## AIM 1
Answer these questions from the review:
(a) To which reality do the three clones travel on their mission?
(b) Whose cloning lab do they intend to destroy?
(c) Which character does the reviewer bet will die in the final issue?

## PASSAGE
▶

Scarlet Spiders is a book with a really fun premise: a trio of Peter Parker clones from various universes team up on a suicide mission to Loom World, the Inheritors’ home base reality, in an attempt to destroy the Inheritor scientist Jennix’s cloning lab. The three of them have strong chemistry: alternate Ben Reilly is written in the most jokey, irreverent style possible, Kaine is still brooding and violent, and Ultimate Jessica Drew balances between fun and naïve and clever and capable. The problem is that they don’t get a ton to do here. There’s some solid fights and banter, but they don’t cover a whole lot of new ground after finding the cloning lab and running into Jennix, who’s hanging out in the lab like a Resident Evil boss. I did like a chilling little interaction between Jennix and a mindwiped/semi-lobotomized iteration of Dr. Miles Warren, but this issue felt a lot lighter than the first. Hopefully there will be more to the third and final issue than just a fight in which someone dies (my money is actually on Kaine, since New Warriors tanked so hard the team ended up as cannon fodder in the first chapter of “Spider-Verse”), since there’s a lot to appreciate here.

◀

Pointing dataset excerpts:
▶

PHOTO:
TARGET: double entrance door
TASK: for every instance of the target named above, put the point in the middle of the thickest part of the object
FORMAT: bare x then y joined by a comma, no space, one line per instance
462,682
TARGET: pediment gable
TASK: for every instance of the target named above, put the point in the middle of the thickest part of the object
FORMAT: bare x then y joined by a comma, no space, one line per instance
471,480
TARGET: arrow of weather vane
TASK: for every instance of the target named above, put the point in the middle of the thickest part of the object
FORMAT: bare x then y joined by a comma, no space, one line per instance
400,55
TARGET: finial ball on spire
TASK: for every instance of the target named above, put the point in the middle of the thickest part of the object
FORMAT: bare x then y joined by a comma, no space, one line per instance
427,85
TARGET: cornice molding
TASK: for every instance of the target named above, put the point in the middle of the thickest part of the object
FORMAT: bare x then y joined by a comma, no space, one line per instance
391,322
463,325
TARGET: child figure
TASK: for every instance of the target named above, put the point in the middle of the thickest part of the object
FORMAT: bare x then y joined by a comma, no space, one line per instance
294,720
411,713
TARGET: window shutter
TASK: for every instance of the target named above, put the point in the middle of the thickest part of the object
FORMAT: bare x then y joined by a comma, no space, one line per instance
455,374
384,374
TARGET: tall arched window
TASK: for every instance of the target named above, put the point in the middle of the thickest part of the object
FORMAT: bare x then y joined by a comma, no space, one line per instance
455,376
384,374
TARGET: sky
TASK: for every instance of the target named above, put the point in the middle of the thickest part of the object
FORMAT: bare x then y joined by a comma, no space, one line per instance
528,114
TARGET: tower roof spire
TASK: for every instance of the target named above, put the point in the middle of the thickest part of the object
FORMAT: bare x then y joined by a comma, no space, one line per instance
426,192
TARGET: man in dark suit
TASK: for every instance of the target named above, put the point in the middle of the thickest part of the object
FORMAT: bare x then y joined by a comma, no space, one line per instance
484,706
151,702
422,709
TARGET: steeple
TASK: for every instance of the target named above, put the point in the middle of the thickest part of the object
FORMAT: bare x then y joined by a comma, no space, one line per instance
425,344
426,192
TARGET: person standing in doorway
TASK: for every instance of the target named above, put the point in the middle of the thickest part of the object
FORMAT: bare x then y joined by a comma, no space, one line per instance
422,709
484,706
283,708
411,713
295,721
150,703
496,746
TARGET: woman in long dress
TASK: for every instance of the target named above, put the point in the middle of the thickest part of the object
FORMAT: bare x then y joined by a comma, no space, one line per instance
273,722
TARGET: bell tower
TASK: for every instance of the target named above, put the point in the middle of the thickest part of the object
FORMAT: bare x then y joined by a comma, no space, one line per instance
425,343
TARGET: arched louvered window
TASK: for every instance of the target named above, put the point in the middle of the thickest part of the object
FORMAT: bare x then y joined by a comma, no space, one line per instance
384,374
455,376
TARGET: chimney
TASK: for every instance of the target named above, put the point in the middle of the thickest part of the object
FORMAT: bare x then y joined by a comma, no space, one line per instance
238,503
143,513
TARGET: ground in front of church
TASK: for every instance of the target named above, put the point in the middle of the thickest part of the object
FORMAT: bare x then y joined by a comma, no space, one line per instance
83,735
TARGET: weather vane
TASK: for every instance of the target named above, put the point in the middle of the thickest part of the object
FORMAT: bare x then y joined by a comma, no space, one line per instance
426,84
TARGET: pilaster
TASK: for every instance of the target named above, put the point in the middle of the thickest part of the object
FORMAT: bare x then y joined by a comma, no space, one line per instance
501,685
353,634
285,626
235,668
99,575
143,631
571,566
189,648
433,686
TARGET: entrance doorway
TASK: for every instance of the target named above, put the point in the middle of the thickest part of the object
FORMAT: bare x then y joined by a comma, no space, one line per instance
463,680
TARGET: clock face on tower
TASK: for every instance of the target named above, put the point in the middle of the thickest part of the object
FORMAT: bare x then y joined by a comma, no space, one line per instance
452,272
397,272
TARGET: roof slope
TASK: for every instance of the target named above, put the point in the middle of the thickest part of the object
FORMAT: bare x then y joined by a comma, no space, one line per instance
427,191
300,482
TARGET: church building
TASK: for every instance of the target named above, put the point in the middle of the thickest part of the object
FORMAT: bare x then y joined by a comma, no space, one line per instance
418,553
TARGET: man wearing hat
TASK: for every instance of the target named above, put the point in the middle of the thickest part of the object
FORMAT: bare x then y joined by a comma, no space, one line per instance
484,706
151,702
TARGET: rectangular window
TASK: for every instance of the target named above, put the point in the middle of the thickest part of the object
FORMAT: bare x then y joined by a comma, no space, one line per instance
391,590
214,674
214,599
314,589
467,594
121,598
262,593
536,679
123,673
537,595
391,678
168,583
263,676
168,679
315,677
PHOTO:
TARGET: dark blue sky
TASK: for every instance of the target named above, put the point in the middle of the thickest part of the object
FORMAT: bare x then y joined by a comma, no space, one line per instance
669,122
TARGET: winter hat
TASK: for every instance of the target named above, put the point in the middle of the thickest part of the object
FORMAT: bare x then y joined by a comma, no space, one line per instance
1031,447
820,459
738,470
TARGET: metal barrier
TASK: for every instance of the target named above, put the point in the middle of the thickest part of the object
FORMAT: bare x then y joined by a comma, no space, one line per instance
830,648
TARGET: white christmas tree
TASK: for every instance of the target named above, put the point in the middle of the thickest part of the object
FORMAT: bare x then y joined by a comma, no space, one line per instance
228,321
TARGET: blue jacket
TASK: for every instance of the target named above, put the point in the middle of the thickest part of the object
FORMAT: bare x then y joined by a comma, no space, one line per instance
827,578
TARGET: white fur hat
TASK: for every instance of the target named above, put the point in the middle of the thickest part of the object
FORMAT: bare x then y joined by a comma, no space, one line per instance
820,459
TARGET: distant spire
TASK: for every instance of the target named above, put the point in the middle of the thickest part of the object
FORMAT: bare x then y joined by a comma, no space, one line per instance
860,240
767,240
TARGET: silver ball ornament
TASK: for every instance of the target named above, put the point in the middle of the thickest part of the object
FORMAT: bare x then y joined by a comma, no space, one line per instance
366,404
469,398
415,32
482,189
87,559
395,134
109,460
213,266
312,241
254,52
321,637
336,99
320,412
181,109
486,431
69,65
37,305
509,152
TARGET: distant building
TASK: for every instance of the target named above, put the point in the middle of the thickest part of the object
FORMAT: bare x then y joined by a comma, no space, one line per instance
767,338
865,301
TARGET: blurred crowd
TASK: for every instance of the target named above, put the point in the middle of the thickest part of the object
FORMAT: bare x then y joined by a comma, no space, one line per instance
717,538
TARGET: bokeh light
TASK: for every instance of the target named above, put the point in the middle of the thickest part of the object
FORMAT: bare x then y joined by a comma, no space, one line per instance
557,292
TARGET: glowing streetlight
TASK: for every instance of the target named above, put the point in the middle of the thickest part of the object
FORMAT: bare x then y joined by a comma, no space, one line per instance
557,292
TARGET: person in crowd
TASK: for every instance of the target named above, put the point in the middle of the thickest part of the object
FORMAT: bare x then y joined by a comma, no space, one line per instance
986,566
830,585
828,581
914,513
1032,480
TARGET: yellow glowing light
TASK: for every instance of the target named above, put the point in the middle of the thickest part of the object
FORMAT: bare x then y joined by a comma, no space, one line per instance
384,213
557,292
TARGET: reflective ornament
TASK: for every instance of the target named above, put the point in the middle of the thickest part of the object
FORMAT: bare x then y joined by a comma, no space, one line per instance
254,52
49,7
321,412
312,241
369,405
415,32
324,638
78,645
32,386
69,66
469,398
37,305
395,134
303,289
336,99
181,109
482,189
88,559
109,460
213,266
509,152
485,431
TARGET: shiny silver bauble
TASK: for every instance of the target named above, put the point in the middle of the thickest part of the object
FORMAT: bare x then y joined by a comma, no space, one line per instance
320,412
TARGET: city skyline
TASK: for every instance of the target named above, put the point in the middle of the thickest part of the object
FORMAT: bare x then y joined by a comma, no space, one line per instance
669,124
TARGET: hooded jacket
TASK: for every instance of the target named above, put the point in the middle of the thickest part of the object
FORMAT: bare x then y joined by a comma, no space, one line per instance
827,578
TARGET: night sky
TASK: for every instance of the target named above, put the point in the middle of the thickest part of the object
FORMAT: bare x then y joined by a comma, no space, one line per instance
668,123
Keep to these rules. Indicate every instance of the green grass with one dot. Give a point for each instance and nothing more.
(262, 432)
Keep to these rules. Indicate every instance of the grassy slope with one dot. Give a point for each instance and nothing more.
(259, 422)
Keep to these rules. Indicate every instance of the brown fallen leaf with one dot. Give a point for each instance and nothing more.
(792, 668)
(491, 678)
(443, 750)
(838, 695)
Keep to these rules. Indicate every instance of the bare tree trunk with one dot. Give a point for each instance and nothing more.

◀

## AIM 2
Please reproduce the part of the records that opens with the line containing "Keep to these rules. Indicate every instance of the grassy" and closes with the last line of the records, both ends included. Keep the requests as they are, raise every coordinate in the answers by 102, and give only those lines.

## TASK OUTPUT 1
(a) Loom World, the Inheritors' home base reality
(b) The Inheritor scientist Jennix's
(c) Kaine

## TASK OUTPUT 2
Keep to these rules. Indicate every instance of the grassy slope with one dot. Give a point for each instance and nothing more.
(361, 524)
Keep to these rules. Indicate every instance of the brown fallen leaf with one dot. Give a point for each instance and nothing more.
(894, 770)
(593, 780)
(545, 852)
(940, 797)
Keep to these rules. Indicate every instance of the bare tree trunk with one dot. Give a point for each instance and nothing more.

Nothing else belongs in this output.